*Work required*: Nothing but an exact repeat of the data, with pictures removed, belongs in the answer.

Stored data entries
★ ★ ★ ★ ★
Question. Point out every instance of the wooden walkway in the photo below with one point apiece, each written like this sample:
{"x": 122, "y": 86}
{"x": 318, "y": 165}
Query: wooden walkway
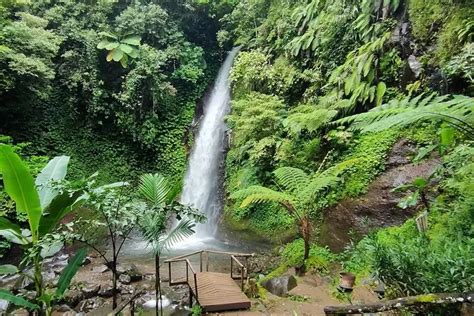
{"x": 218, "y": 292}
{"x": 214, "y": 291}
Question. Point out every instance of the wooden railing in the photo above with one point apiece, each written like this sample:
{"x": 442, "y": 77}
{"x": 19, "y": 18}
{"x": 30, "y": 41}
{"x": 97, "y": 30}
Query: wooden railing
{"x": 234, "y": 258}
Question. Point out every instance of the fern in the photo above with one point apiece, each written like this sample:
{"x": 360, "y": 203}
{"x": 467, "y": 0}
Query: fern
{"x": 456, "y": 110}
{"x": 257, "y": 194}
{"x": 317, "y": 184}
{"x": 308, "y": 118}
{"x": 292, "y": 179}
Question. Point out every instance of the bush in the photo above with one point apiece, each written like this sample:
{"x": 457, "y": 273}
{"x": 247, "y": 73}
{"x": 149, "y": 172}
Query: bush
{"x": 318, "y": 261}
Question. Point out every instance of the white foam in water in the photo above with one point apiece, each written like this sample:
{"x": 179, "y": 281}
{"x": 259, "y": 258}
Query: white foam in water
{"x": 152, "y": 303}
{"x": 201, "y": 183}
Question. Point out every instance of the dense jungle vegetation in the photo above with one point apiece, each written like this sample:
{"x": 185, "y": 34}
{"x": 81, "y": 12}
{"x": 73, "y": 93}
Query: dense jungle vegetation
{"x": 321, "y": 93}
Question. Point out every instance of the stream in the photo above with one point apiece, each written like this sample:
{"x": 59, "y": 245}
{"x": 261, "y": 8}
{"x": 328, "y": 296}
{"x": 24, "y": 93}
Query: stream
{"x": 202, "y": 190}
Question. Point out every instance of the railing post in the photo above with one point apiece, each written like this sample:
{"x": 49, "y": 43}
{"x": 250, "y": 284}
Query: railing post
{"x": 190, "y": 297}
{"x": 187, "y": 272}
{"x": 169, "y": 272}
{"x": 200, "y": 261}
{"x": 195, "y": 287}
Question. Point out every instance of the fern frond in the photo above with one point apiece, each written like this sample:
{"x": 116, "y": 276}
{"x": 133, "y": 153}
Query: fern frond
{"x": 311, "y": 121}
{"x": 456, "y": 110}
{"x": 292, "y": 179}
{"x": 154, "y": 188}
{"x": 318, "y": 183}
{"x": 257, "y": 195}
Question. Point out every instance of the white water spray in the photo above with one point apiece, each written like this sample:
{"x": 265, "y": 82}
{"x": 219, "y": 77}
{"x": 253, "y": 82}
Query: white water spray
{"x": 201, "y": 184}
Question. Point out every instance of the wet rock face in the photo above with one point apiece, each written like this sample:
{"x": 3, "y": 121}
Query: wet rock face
★ ★ ★ ★ ★
*Output of the task*:
Question. Point out every instance of the wooden walkway in the photo below with one point apiece, each written like this sample:
{"x": 122, "y": 86}
{"x": 318, "y": 165}
Query: wooden walkway
{"x": 218, "y": 292}
{"x": 214, "y": 291}
Question. Point out every instance of the wooden railing in the photo above with one point apiece, each written like this sample:
{"x": 442, "y": 77}
{"x": 19, "y": 18}
{"x": 30, "y": 41}
{"x": 97, "y": 30}
Query: wooden railing
{"x": 234, "y": 258}
Question. Point out every instance of the fern in the photo above with one point apiece, each written like this sample:
{"x": 360, "y": 203}
{"x": 467, "y": 0}
Query: fern
{"x": 456, "y": 110}
{"x": 257, "y": 194}
{"x": 317, "y": 184}
{"x": 308, "y": 118}
{"x": 292, "y": 179}
Question. Point out every instance of the bush in the photo above with one point apiece, each written like this sample:
{"x": 457, "y": 273}
{"x": 247, "y": 73}
{"x": 149, "y": 172}
Query: bush
{"x": 318, "y": 261}
Question. Point out every instance of the white foam in water in the photo above with one point apiece, each written like this sample:
{"x": 179, "y": 281}
{"x": 259, "y": 258}
Query: white foam in water
{"x": 152, "y": 303}
{"x": 201, "y": 183}
Question. Point out every instance of the dense jungle vegetation in the photo above with one point apiece, each written like this sample:
{"x": 185, "y": 34}
{"x": 81, "y": 12}
{"x": 73, "y": 93}
Query: dense jungle vegetation
{"x": 321, "y": 93}
Question. Point out every instance of the stream in the photo above with one point apiece, each written like this sample:
{"x": 59, "y": 245}
{"x": 261, "y": 8}
{"x": 328, "y": 296}
{"x": 24, "y": 93}
Query: stream
{"x": 202, "y": 190}
Question. Point out every instance of the railing post in the photo above with one point apiece, each written like this sample:
{"x": 49, "y": 43}
{"x": 250, "y": 284}
Query: railing post
{"x": 190, "y": 297}
{"x": 187, "y": 272}
{"x": 169, "y": 272}
{"x": 200, "y": 261}
{"x": 195, "y": 287}
Question. Point out every instance of the fern frond in the photo above with one point apiece, each written like this sample:
{"x": 116, "y": 276}
{"x": 133, "y": 153}
Query: fern frond
{"x": 311, "y": 121}
{"x": 456, "y": 110}
{"x": 292, "y": 179}
{"x": 154, "y": 188}
{"x": 318, "y": 183}
{"x": 257, "y": 195}
Question. Point out every instance of the white water spray in the photo above with one point apiece, each written like this sample:
{"x": 265, "y": 82}
{"x": 219, "y": 77}
{"x": 253, "y": 82}
Query: white water spray
{"x": 201, "y": 184}
Question. Point out every instance of the wet rock face in the photo above with one point apiece, each written like this sample:
{"x": 3, "y": 121}
Query: wet rock face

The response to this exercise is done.